### To-do list
a: List the relatives that the piece on holidating describes getting away from, each with the word used to describe it.
b: From the piece on holidating, repeat word for word the stretch from "The Urban dictionary" through "a naughty edge.".

### Passage given
++++++++++++++++++++

Looking for a quiet and peaceful holiday, away from obnoxious uncles, selfie-obsessed cousins and nosy aunts
Looking for a quiet and peaceful holiday, away from obnoxious uncles, selfie-obsessed cousins and nosy aunts The idea of going out for a ‘holidate’, one of the latest dating and travel trends among youngsters, could just be what you’d love.
The Urban dictionary defines holidating as: “The person, of a romantic nature or not, that you take with you to mitigate the insanity of being near family during major cultural events that require a lot of gathering, eating and spending quality time together.”
Combining a date and a short trip to another town or a weekend getaway, holidates are most suitable when in a long distance relationship, suggest relationship experts. And novelists with an expertise in romance and relationship genre feel it’s just the thing to spice up a holiday, and give it a naughty edge.
Holidating is perfect for those with a yen for travel, believes Reetika Nijhawan, author of Kismetwali and Other Stories. She asserts, “It offers the thrill of a footloose adventure that calls for discovering both — place and person. Abstinence from physical intimacy during the jaunt — unlike an arranged marriage that by definition demands immediate consummation and urgent procreation — presents its own advantages for men and women alike.”

++++++++++++++++++++

### Data segment
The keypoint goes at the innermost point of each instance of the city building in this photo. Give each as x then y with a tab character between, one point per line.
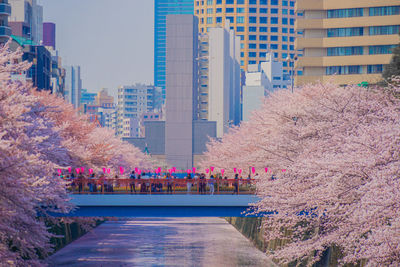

++++++++++++++++++++

### Solution list
a:
obnoxious uncles
selfie-obsessed cousins
nosy aunts

b:
The Urban dictionary defines holidating as: “The person, of a romantic nature or not, that you take with you to mitigate the insanity of being near family during major cultural events that require a lot of gathering, eating and spending quality time together.”
Combining a date and a short trip to another town or a weekend getaway, holidates are most suitable when in a long distance relationship, suggest relationship experts. And novelists with an expertise in romance and relationship genre feel it’s just the thing to spice up a holiday, and give it a naughty edge.